What the task asks: Reproduce all of the records below word for word, omitting the pictures.

Records supplied:
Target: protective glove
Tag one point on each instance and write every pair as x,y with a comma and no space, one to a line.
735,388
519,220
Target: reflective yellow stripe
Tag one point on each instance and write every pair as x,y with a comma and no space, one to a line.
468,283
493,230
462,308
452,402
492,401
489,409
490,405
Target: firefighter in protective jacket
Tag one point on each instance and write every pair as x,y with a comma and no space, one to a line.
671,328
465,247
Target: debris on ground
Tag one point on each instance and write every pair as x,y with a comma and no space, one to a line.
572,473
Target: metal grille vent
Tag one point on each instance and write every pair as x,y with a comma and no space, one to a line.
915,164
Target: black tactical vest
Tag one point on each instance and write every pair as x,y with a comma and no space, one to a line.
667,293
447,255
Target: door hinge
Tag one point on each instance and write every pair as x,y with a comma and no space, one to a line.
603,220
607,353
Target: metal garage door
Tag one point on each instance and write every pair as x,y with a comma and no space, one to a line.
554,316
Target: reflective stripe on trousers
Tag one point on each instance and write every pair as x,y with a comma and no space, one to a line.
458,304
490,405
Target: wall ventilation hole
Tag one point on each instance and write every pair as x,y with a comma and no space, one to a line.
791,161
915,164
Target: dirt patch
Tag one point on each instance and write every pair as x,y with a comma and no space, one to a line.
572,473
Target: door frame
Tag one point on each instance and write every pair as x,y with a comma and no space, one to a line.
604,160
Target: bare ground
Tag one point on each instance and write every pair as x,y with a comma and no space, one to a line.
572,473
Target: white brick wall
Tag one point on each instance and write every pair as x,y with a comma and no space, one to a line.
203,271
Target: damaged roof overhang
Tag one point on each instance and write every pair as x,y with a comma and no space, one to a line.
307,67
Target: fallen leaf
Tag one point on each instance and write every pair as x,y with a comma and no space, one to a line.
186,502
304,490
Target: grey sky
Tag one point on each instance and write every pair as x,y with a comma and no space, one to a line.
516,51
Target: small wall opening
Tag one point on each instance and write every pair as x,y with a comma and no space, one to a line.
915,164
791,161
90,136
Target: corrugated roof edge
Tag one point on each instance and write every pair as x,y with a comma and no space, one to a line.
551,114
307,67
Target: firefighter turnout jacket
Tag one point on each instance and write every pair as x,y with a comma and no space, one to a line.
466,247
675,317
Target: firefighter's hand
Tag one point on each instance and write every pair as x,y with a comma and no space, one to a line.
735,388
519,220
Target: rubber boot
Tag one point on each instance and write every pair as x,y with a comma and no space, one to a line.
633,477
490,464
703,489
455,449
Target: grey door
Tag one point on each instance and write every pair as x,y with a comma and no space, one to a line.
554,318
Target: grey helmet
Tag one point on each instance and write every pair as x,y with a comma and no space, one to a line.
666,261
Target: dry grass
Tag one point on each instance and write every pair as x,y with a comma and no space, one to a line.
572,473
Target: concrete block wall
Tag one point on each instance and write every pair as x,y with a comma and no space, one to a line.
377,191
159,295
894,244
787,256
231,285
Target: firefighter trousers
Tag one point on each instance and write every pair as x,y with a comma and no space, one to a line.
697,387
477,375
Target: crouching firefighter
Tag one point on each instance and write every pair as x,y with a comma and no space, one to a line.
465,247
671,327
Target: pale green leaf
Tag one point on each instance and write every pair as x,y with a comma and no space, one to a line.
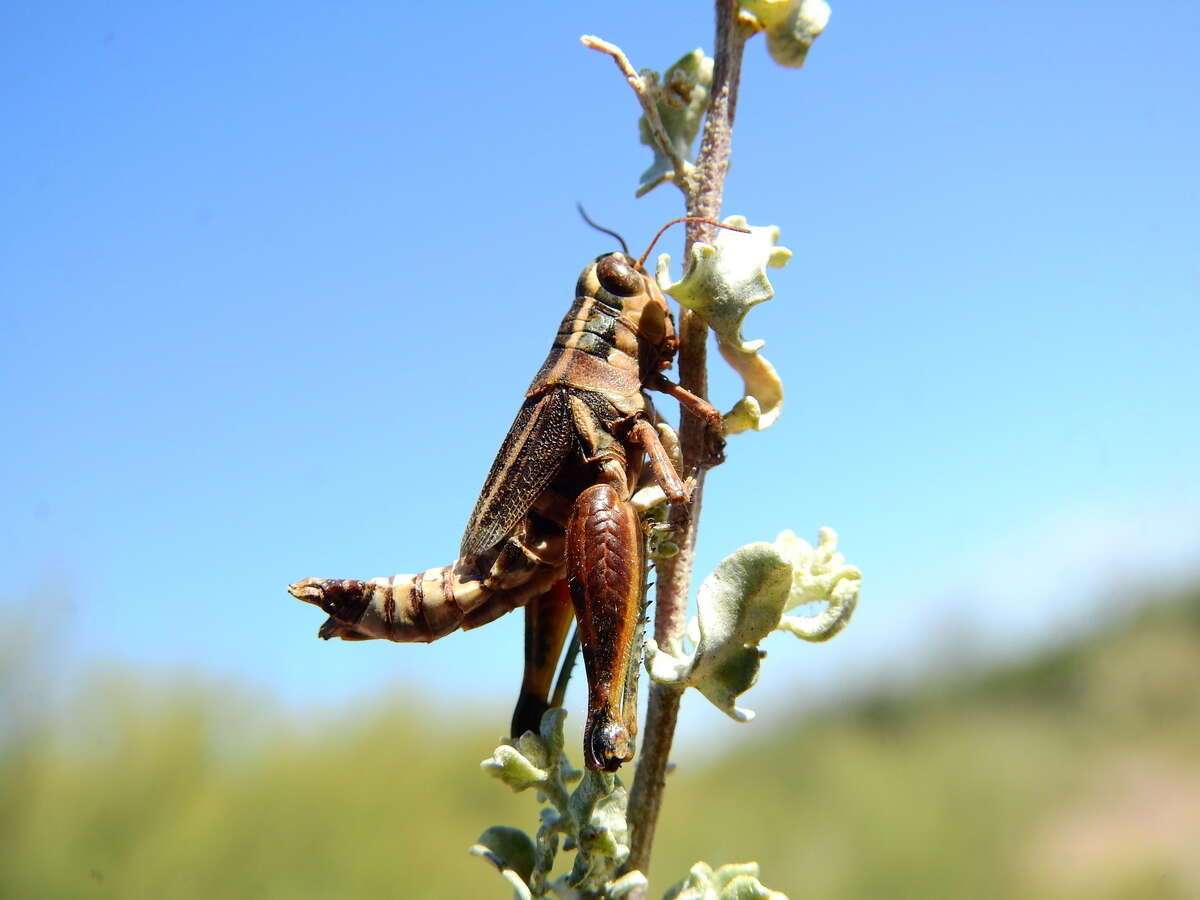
511,852
820,575
682,96
791,27
737,881
724,282
739,604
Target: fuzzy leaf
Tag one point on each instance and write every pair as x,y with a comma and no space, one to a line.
820,575
737,881
598,805
724,281
511,852
625,883
514,768
739,604
762,388
682,96
791,27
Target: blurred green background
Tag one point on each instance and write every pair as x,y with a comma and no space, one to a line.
274,277
1074,773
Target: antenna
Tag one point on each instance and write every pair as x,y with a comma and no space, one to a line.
641,259
601,228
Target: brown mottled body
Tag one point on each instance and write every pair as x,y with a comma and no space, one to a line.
556,505
605,575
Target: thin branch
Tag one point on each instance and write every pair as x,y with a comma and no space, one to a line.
564,673
675,574
683,169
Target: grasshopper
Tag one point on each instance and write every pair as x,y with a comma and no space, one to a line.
555,529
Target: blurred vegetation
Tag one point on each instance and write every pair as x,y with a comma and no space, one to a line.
1073,774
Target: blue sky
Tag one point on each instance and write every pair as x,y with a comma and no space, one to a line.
273,280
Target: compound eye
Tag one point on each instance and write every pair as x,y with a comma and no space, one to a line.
617,276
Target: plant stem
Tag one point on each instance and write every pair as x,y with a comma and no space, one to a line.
675,574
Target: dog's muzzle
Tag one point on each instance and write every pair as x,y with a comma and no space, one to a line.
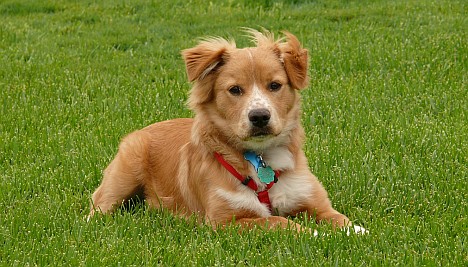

Expected answer:
Target: protective glove
Tag one point on each instance and write every pair as x,y with a comma and no space, one to a line.
735,388
519,220
Target: reflective yellow stripe
Tag one point on each instance and write every pair as x,y with a comma and no space, one to a line.
468,283
493,230
462,308
452,402
492,401
489,409
490,405
Target: firefighter in protective jacket
Tag one point on each instance and write every pair as x,y with a comma and no space, one to a line.
671,328
465,247
Target: debris on ground
Tag one point on each instance and write every pair as x,y with a comma and no space, one to a line.
572,473
Target: metal grille vent
Tag one point on each instance and write every pair as x,y with a comma and no space, one to a line.
915,164
Target: black tactical vest
Tag one point on each instance and write every pair as x,y with a comma and no space, one to a line.
667,293
447,255
Target: door hinge
Tag one point on each instance and write every pair as x,y with a comma and no space, one to a line.
603,220
607,353
Target: metal garage door
Tag one point on each instance and write every pair as x,y with a comma and no space, one to a line.
554,316
Target: reflective stripe on trousers
Tag one point on each instance and write every pair as x,y with a comma and no space, one to a line.
458,304
490,405
Target: wall ventilation hole
Tag one point on each instance and write every pair as x,y with a comma and no space, one to a line.
791,161
915,164
Target: dirt patch
Tag one point on each instance and write every pair as x,y with a comma and no space, one to a line.
572,473
Target: door frame
Tag one point on each instance and write every pair as x,y with a comma and no space, one to a line.
604,160
Target: bare ground
Tag one point on each instance and write every pair as x,y with a comma and no space, one to a line.
572,473
Target: white brick wall
Tag one point on each instance and write every pair as x,y with a comma and no space, one to a line.
203,271
Target: damaged roof overhang
Tag one point on each instance and write every pair as x,y with a comma and no space, one to a line.
307,67
Target: fallen leaf
Tag one point on each instance and write every pair as x,y with a comma and no space, one to a line.
186,502
304,490
Target: grey sky
Tag one point on each instance and write every pair as x,y with a comma and no space, one to a line.
516,51
Target: small wall opening
Tag one point on each instance and write every pair as x,y with a comma and no space, one to a line.
915,164
791,161
90,136
Target: corrugated roof edge
Tag one point on each instance and write every pair as x,y with a comma and no space, one to a line.
551,114
307,67
Target: firefighter turnout jacket
Tag one point on each instance and write every pair as x,y with a comma and no space, one to a line.
466,247
675,317
Target: firefighter's hand
Tag one point on each instance and write every pair as x,y with a comma and no space, one to a line.
735,388
519,220
Target: rubber boot
Tag one point on each instance and write every pair as x,y with a comma and no space, one to a line.
633,477
490,464
703,489
455,449
Target: grey door
Tag one point on each instance and write every pair as x,y with a comma and no space, one to a line.
554,318
Target: grey helmet
Tag one point on each instance and write every pair as x,y with a comma and no space, one to a line.
666,261
Target: dry grass
Tag one point on each instance and write every pair as x,y with a comma and no space, one to a line.
572,473
Target: concrete block wall
Tag one point on each instance and write every pair as x,y with a comma and no space, one to a line.
377,191
159,295
894,244
787,256
231,285
Target: firefighter trousers
Tag one point on each instance and write every pair as x,y with a comma and no space, one to a line.
697,387
477,375
Target: crouching firefighter
Tag one point on each instance and write every pair as x,y with a comma and no space, one to a line.
465,247
671,327
Target: pale green leaf
Tag one point on each instance and write every pair as x,y with a comma and no space, one to a line.
511,852
820,575
682,96
791,27
737,881
724,282
739,604
Target: fuzzy leaf
Tag one point on each instance and write every pair as x,y with a comma and no space, one to a line.
820,575
737,881
598,805
724,281
511,852
625,883
514,768
739,604
762,388
682,96
791,27
Target: blurred green background
Tag one point on each instance and write every pair as x,y with a comma and no space, one to a line.
274,277
1074,773
Target: antenna
Tag one point on each instance and write every pair as x,y with a comma and no space, one to a line.
641,259
601,228
Target: brown mottled body
Tag one point on each instance and write every pair as x,y with a comma and no space, one to a line.
556,505
605,575
Target: thin branch
Tag one point on each instance and write every pair as x,y with a comma and no space, one to a line.
564,673
675,574
683,169
Target: grasshopper
Tag one point on each instance and write every pair as x,y with a comma and no space, one to a line.
555,529
Target: blurred vegetation
Tag one point on each instance and write every pair as x,y with a comma and no space, one to a line.
1073,774
Target: blue sky
Tag one point on each instance and write every pair as x,y with a comma and no space, one to a line.
273,280
Target: compound eye
Tag one point on each instance and write every pair as x,y with a comma and no space, one to a line.
617,276
Target: plant stem
Tag one point on each instance and write every pair as x,y with a comma and no space, one to a line.
675,574
Target: dog's muzzle
Tag one point on each instance and write every pair as x,y with a comma and no space, one to a line.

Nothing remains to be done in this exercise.